- **ACTIONS TO TAKE**:
[A] In the passage on discipleship, how many disciples does Jesus send out to prepare the way?
[B] Convert the rows, starting at the line that contains "# locate flower" and ending at the last line of the rows, into a JSON list of strings with one string per line and blank lines omitted.

- **TEXT SECTION**:
Begin
We tend to think of discipleship as something huge, something way beyond us. But every one of us is called to take it up. As Saint Teresa of Calcutta once wrote, “Very humble work, that is where you and I must be. For there are many people who can do big things. But there are very few people who can do the small things.” Maybe our little work won’t change the world, but it can make things better in our small part of the world, and that may be what we’re called to do.

Thank God that we both need and have his presence in our lives, and that he has called us all to share in the work of discipleship in some way.

The Fourteenth Sunday of Ordinary Time

Today’s readings

So Jesus’ ministry is ramping up into full gear. In order to prepare the places he intends to visit, he sends out seventy-two disciples, in pairs, to prepare the way. They are going to do some of the same things he will do: curing the sick, healing the broken, and preaching the Kingdom of God, with its call to repentance. This is the third Luminous Mystery of the Rosary. They have great success because Jesus prepares them in advance and gives them advice about how to be good disciples.

And when we come to that advice, that should be a red flag. This story, nice as it is, is not about just those seventy-two. It is about all of us. Because, at our baptism, we too have been sent out on mission. We too are called to bring healing to a broken world, and to proclaim the Kingdom of God. That Kingdom is here and now, and it is urgent that people come to enter into it.

We might protest, I think, saying that we’re not ready, not equipped to be evangelizers and preachers and healers. Well, news flash: neither were those seventy-two. In fact, they came back amazed that they were able to accomplish the mighty deeds they did. And they were able to do those things because Jesus had prepared them in advance. He gave them several rules for mission, and of them, three really stand out. I think we are supposed to hear and appropriate these things as well.
End
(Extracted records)
Begin
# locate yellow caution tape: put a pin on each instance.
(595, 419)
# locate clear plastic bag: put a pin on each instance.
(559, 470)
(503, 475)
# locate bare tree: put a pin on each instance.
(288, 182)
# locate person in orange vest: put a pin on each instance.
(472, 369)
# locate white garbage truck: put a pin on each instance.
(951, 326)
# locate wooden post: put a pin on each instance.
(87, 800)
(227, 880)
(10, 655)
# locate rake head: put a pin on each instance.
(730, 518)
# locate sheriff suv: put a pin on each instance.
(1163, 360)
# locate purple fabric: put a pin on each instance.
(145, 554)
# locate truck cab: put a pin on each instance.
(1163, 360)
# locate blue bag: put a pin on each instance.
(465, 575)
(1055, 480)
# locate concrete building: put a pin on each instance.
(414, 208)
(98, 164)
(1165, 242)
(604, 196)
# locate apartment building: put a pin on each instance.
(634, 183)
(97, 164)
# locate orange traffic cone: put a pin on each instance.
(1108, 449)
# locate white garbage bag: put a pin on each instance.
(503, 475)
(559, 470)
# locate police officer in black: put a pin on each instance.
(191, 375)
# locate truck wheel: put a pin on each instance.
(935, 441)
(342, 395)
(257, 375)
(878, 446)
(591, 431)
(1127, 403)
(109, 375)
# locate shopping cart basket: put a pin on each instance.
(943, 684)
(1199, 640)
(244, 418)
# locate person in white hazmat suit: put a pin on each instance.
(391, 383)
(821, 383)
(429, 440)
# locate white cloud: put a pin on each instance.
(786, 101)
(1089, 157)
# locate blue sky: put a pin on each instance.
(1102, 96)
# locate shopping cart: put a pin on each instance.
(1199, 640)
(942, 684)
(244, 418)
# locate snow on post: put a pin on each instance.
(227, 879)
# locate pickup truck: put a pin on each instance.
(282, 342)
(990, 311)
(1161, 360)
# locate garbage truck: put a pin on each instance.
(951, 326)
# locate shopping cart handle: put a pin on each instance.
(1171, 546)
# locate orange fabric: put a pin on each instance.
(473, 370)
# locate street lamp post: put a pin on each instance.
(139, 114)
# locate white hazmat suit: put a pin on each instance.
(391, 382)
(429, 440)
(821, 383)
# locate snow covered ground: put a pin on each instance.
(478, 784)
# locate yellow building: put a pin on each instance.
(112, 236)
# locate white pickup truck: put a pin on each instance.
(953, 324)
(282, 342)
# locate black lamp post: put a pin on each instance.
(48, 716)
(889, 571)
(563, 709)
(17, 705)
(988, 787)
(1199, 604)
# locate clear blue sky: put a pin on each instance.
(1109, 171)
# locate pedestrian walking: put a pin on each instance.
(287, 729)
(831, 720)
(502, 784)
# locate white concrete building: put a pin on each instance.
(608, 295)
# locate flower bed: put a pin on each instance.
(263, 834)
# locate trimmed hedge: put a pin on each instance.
End
- **RESULTS**:
[A] Jesus sends out seventy-two disciples, in pairs.

[B]
[
  "# locate flower bed: put a pin on each instance.",
  "(263, 834)",
  "# locate trimmed hedge: put a pin on each instance."
]